» Passage provided:

## START

How To Create A
Data Filing System
Part III. Planning The Input
Data Filing System
Part III. Planning The Input
A little foresight in planning your input can save a lot of time and frustration. In Part III, the author tells how to handle some common input problems and offers some advice on how to prevent problems down the road.
In the first two installments we discussed setting goals for the kind of system you want, the types of files, and what kind of output is best. For most cases, a relative file structure with index files gives flexibility and speed. The index files will be composed of index words which will be either shortened versions of data in the records themselves or bytes encoded with some kind of bitmapping.
Before discussing input strategies, let's review some of the ideas from Part II in a bit more detail. We discussed setting up a buffer for inputting keys or index words. This buffer can be any free area of unused RAM memory. It must be large enough to accommodate the record or field to be compared. For example, if your index word is the first eight letters of the author's name, create an eight-byte buffer for your comparison.
A Closer Look At Indexing
Another technique we discussed was building your index file into your record format. For example:
|← Record 1 →||← Record 2 -|
After entering your first record - author, subject, title, year - you can reserve several bytes at the end of that record to create an index file. If you choose to bitmap here, as illustrated in last month's installment, you gain search efficiency, although it may at first seem tedious when creating the index this way.
If you use one byte in the index for each field, you then have 256 possibilities for each field, which in most cases would be more than adequate. Using last month's illustration, a bit configuration of 1000 0000 would indicate a subject on computers. Since the integer equivalent of a binary 1000 0000 is 128, you can use this with an AND for compare. Let's say you've chosen the variable SU (for subject field). The appropriate line would be:
IF SU AND 128 THEN GOTO n
where n is a line that will direct a PRINT to screen or printer.
When using an AND, the computer will test individual bits. The value in SU, 1000 0000, is compared to 128:
1000 0000 (SU)
1000 0000 (128)
1000 0000 (result)
1000 0000 (128)
1000 0000 (result)

## END

» Records:
## START

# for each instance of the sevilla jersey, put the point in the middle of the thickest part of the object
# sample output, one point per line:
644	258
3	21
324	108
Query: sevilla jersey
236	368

## END

» Required tasks:
1. In the article on building a data filing system, what size buffer should you create if your index word is the first eight letters of the author's name?
2. Say whether each statement agrees with the article on building a data filing system, and quote the words that decide it. (a) The buffer for index words can be placed in any free area of unused RAM. (b) Using one byte in the index for each field gives 128 possibilities per field. (c) For most cases, the article favors a sequential file structure.
Answer from the article alone.

» Answers for this exercise:
1. An eight-byte buffer.

2.
(a) Yes: "This buffer can be any free area of unused RAM memory."
(b) No: "If you use one byte in the index for each field, you then have 256 possibilities for each field"
(c) No: "For most cases, a relative file structure with index files gives flexibility and speed."